(YOUR OBJECTIVE) Among the entries that follow, find every line with the word "slope" and list it.

(THE RECORDS)

⁂

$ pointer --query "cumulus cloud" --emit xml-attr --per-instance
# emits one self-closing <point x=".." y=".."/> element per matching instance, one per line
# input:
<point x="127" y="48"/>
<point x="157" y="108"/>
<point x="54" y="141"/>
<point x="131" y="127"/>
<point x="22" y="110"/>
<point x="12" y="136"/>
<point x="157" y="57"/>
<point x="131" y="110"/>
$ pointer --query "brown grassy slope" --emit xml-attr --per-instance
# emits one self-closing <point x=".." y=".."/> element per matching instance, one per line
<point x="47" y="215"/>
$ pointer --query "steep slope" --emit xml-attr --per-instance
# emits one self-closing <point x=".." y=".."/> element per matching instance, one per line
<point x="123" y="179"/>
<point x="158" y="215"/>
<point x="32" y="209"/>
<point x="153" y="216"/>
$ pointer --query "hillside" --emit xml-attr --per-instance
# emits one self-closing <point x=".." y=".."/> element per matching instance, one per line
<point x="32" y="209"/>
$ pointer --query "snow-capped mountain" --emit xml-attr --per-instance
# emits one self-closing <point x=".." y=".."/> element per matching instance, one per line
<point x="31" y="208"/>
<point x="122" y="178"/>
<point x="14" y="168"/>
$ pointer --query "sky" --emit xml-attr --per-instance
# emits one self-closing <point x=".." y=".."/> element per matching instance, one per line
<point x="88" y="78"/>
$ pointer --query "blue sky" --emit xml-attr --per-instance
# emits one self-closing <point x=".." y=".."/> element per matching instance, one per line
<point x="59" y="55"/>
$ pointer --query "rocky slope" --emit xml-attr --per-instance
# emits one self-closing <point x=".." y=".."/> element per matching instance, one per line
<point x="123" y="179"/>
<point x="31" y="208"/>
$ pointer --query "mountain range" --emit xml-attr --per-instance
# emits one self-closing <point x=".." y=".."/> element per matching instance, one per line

⁂

(EXPECTED ANSWER)
$ pointer --query "brown grassy slope" --emit xml-attr --per-instance
$ pointer --query "steep slope" --emit xml-attr --per-instance
$ pointer --query "rocky slope" --emit xml-attr --per-instance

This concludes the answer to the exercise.